— Begin —
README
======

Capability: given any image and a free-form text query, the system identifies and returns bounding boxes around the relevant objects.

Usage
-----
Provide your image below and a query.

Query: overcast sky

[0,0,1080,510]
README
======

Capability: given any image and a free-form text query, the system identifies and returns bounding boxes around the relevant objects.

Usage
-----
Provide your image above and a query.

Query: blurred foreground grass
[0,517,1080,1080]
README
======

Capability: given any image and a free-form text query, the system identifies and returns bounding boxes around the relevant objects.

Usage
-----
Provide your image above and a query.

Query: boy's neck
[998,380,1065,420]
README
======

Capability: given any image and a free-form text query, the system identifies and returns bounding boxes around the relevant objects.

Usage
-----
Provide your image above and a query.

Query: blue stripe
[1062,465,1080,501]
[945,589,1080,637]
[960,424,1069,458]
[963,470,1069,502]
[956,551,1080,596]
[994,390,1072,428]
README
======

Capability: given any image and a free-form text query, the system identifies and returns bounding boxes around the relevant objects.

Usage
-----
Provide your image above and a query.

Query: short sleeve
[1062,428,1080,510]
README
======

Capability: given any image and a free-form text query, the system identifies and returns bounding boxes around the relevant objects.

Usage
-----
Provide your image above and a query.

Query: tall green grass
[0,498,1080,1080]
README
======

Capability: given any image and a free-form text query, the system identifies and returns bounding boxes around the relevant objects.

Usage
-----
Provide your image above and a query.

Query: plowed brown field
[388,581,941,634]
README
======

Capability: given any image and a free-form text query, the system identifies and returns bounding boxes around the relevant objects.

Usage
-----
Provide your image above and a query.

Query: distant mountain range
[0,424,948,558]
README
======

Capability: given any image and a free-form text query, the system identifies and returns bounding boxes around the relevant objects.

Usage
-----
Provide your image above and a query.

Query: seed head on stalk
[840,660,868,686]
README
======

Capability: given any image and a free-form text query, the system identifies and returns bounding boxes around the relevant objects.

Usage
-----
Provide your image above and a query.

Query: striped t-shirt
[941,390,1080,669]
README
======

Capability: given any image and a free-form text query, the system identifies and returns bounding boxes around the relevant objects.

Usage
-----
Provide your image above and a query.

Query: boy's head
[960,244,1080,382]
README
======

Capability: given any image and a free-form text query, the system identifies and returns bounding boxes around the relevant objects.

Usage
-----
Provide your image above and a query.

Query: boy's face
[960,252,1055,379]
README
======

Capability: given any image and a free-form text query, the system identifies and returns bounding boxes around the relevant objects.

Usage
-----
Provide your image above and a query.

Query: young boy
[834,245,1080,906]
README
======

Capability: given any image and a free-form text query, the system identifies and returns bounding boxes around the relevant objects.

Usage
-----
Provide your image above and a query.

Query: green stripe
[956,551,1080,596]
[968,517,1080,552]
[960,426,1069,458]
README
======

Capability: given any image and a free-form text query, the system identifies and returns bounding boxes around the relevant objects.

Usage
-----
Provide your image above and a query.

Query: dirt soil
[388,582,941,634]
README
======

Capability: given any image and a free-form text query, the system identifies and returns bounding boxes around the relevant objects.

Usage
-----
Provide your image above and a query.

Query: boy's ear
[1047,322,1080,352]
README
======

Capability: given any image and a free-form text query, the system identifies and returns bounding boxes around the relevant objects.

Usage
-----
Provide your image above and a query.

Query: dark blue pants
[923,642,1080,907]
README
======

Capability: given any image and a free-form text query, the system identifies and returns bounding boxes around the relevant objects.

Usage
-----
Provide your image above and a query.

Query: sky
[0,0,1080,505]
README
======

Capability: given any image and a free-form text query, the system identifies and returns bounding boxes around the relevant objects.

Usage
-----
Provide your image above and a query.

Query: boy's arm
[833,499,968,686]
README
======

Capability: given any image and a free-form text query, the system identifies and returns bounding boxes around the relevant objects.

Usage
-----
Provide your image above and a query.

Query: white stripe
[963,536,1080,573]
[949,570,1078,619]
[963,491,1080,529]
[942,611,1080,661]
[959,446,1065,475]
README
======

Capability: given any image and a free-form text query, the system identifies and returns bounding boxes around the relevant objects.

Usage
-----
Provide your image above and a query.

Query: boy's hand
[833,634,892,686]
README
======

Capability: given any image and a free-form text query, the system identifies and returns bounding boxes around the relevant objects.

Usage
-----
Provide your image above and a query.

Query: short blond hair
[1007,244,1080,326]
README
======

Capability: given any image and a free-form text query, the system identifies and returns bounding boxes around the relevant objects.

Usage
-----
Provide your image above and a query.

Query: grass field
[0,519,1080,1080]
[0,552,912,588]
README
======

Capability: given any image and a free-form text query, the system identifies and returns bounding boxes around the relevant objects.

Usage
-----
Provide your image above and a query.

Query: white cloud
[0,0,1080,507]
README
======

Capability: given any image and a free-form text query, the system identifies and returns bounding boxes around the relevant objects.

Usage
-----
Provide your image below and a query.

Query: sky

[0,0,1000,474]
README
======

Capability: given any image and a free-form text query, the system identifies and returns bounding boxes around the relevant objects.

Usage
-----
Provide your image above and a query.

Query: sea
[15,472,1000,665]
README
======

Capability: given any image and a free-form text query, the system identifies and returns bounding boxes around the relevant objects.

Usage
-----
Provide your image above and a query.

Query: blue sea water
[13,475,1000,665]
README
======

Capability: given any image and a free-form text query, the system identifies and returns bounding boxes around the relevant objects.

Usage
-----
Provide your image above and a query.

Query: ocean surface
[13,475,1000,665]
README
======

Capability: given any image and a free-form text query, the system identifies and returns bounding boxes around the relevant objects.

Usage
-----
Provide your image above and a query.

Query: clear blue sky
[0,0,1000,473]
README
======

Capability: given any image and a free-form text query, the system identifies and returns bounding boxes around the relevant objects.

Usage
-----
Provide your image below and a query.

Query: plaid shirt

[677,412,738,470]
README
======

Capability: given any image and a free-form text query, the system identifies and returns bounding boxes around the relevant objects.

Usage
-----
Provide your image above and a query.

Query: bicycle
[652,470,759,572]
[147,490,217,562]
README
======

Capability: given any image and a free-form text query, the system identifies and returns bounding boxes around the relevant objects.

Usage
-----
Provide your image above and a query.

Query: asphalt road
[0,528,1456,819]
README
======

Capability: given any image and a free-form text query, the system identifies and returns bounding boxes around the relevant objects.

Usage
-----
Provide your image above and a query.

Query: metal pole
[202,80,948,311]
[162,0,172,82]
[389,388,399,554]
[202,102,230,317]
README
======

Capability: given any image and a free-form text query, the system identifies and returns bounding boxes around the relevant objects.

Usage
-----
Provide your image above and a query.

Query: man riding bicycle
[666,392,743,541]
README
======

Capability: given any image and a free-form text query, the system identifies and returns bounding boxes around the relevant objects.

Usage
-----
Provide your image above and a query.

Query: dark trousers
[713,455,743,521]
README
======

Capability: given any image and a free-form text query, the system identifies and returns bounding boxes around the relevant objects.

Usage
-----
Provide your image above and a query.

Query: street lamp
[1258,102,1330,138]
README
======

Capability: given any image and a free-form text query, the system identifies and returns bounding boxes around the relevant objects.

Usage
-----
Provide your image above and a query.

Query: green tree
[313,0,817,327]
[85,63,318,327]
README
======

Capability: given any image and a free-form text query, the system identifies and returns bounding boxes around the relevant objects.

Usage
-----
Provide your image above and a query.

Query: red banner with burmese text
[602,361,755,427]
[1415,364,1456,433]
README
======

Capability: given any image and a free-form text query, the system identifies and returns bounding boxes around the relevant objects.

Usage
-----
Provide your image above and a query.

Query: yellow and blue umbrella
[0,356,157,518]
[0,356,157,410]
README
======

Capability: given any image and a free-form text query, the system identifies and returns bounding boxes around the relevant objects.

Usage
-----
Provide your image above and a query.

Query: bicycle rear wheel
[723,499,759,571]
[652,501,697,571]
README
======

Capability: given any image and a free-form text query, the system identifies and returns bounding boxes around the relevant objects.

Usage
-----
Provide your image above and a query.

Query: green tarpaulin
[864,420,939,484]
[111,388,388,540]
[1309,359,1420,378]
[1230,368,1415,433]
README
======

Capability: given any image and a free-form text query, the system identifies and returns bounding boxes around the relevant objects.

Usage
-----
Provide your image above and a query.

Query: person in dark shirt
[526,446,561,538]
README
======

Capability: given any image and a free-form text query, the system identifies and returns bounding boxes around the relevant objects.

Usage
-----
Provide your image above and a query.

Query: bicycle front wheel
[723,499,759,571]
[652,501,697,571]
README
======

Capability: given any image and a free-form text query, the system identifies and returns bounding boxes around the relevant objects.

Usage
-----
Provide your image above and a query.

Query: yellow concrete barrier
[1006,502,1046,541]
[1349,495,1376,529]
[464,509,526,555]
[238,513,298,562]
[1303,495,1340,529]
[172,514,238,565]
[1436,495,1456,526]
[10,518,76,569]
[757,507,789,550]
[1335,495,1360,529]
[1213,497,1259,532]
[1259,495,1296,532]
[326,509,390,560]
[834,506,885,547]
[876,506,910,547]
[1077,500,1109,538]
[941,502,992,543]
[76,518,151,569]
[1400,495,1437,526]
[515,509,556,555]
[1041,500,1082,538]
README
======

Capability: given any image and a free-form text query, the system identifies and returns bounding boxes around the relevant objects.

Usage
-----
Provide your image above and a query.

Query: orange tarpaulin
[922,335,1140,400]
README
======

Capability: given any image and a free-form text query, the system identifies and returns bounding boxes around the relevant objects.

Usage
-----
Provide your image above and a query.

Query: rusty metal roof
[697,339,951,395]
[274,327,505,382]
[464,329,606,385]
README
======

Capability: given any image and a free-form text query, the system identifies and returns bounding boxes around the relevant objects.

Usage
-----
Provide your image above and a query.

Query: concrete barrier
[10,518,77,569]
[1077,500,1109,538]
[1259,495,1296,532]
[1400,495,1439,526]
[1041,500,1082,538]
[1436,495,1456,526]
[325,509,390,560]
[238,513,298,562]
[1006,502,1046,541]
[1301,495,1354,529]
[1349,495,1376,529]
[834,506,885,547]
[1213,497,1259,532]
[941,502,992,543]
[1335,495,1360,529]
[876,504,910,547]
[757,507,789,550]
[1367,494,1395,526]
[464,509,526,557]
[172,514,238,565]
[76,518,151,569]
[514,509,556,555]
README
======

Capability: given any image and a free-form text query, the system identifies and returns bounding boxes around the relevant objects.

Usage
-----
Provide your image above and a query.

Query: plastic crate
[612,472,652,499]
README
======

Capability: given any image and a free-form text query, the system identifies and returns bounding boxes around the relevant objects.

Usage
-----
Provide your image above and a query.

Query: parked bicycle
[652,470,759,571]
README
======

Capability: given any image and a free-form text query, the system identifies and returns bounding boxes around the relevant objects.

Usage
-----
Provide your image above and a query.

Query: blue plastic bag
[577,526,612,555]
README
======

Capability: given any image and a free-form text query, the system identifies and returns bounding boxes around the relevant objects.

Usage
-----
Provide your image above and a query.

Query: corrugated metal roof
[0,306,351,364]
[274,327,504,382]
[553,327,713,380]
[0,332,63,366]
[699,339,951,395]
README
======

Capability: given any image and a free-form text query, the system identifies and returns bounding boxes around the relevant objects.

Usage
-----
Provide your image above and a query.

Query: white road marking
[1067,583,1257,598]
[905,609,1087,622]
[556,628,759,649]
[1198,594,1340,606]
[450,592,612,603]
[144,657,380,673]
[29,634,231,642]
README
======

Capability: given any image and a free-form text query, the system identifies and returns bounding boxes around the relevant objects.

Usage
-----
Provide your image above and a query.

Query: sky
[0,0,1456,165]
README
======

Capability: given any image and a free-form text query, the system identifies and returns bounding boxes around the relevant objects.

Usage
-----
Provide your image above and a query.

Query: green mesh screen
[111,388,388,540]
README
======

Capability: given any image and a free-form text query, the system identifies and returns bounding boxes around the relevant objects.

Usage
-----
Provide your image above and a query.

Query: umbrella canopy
— End —
State how many lines of the rows above contain the string "head", with case counting. Give only the number.

2